**Given request**
Please filter the listing below and copy every line that contains the word "green".

----

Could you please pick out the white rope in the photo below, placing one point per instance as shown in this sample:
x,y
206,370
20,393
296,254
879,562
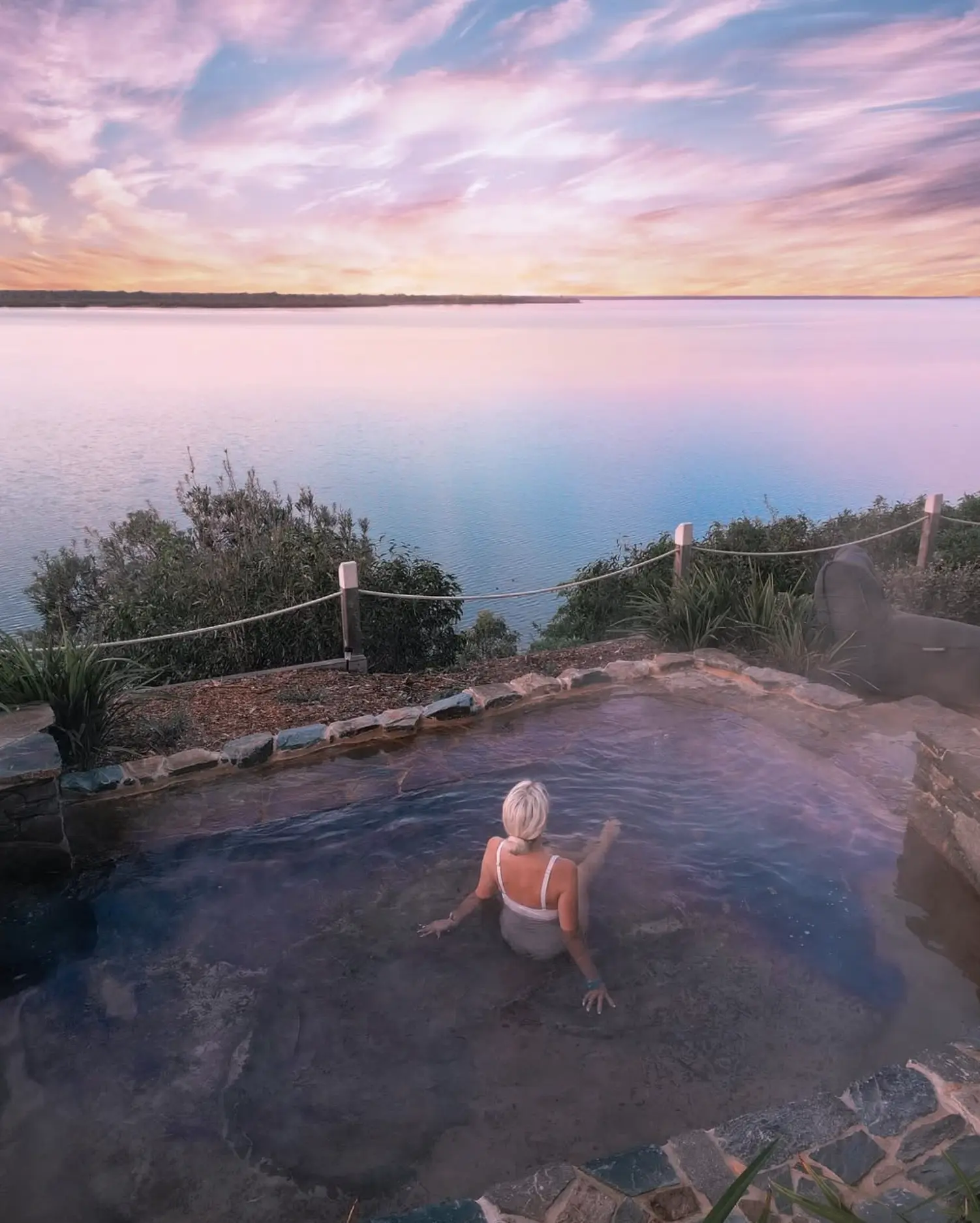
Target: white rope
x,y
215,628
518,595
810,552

----

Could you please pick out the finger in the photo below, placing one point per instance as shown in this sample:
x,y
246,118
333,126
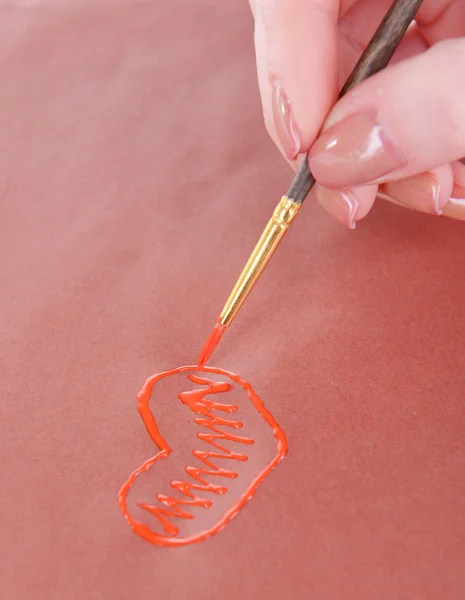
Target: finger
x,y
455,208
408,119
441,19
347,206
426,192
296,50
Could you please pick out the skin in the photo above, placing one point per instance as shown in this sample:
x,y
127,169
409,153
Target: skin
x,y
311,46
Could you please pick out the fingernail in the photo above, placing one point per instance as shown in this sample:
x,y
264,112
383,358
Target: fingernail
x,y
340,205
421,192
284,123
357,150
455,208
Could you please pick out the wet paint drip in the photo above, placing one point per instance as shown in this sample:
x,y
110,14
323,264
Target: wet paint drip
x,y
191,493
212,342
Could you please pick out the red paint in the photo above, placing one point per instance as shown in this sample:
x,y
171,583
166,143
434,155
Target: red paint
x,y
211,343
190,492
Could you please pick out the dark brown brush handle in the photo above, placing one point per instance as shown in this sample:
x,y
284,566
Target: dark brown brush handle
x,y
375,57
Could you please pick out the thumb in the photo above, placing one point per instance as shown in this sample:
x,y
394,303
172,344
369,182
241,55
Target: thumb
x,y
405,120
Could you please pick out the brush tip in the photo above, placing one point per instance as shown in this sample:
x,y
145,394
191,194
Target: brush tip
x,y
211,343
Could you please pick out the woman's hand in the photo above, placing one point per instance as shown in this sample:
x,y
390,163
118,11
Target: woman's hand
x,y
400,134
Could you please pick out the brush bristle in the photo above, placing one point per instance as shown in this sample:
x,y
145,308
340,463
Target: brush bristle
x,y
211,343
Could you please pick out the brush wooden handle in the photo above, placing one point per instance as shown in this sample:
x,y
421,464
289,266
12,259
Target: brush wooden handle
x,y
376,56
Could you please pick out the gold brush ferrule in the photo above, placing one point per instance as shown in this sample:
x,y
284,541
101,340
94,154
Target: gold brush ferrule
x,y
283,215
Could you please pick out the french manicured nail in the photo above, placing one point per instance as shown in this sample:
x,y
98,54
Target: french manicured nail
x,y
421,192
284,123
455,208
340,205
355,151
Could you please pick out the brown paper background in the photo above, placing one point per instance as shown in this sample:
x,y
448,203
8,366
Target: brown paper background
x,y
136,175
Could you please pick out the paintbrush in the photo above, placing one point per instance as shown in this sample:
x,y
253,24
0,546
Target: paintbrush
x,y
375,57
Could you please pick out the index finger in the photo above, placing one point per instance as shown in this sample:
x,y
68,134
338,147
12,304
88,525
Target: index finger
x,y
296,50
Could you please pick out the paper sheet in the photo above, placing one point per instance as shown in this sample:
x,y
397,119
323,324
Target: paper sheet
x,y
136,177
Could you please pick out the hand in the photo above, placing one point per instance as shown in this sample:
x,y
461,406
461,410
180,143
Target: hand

----

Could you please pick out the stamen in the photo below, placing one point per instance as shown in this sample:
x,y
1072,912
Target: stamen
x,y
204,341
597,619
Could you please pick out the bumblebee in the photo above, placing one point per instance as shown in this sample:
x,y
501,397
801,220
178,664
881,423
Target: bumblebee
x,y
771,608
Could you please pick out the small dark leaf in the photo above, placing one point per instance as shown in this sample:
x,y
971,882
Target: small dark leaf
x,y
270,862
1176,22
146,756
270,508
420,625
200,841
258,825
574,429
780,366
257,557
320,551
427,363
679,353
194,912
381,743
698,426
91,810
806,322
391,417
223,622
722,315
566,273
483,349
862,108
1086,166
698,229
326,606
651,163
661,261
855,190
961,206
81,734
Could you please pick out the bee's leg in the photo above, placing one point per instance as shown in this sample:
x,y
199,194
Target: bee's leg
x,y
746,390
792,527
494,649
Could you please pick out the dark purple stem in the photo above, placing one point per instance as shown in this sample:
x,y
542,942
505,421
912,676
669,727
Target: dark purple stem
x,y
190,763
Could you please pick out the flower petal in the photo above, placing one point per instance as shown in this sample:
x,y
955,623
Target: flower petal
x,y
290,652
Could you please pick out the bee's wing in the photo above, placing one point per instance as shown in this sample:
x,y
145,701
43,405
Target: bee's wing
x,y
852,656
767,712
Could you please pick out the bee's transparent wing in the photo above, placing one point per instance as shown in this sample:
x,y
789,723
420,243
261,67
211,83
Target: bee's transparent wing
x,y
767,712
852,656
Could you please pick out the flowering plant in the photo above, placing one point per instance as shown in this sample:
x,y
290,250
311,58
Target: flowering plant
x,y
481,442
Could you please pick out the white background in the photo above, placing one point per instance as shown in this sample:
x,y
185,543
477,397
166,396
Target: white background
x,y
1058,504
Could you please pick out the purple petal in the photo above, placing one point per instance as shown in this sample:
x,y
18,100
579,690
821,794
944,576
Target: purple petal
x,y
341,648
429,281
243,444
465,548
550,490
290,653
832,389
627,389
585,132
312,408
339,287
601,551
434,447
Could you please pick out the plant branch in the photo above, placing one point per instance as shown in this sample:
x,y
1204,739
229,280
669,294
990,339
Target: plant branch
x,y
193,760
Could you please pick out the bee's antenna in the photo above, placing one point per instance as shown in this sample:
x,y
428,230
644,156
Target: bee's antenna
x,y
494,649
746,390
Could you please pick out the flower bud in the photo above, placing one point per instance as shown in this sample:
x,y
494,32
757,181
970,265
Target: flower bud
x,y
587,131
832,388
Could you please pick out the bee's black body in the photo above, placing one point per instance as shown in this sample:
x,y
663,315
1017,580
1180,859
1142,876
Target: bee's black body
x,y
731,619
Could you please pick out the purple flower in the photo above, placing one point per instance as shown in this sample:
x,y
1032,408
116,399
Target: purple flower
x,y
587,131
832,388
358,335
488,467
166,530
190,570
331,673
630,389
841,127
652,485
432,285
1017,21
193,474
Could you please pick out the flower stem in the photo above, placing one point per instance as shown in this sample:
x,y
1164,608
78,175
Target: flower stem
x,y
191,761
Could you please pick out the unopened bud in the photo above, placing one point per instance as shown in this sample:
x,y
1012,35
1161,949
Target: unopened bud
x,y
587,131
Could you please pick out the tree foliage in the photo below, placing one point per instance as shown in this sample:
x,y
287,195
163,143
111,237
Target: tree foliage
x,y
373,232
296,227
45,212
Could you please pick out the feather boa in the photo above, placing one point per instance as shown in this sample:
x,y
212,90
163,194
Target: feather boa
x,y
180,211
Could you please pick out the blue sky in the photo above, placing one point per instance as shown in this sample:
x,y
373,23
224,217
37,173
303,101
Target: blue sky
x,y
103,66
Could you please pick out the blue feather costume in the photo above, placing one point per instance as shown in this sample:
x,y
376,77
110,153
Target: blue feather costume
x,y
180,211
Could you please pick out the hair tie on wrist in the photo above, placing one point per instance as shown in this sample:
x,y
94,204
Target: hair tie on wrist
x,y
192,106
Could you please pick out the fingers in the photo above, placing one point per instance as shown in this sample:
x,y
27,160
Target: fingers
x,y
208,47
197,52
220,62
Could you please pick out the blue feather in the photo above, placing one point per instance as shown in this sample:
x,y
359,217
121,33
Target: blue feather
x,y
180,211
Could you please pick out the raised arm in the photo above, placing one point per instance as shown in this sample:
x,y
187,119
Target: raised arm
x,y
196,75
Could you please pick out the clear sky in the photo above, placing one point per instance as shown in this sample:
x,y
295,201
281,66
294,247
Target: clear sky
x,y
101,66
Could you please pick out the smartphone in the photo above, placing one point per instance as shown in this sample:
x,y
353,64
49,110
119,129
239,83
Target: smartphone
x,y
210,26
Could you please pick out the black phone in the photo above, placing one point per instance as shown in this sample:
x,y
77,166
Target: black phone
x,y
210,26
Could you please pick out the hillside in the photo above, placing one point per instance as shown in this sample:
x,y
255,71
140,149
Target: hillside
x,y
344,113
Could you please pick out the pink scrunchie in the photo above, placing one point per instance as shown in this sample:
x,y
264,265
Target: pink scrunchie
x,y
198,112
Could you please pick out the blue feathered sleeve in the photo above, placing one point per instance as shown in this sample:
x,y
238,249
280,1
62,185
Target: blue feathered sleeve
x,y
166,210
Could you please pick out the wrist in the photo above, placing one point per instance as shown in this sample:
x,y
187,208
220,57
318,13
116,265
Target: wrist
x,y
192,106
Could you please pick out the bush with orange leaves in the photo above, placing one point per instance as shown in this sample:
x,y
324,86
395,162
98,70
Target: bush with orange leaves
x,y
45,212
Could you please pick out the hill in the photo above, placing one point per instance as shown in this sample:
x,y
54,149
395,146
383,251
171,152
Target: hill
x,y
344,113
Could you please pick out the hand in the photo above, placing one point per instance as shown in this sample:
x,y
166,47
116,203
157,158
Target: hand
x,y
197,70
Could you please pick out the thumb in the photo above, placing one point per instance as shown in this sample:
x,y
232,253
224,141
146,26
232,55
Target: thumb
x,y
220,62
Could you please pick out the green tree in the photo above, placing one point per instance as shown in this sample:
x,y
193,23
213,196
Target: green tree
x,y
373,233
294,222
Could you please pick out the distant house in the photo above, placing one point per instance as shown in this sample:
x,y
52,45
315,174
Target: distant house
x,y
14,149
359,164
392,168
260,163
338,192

----

**The answer**
Could you please pick out the green tree in the photo above, placing one point per instance as shown in this sample:
Target: green tree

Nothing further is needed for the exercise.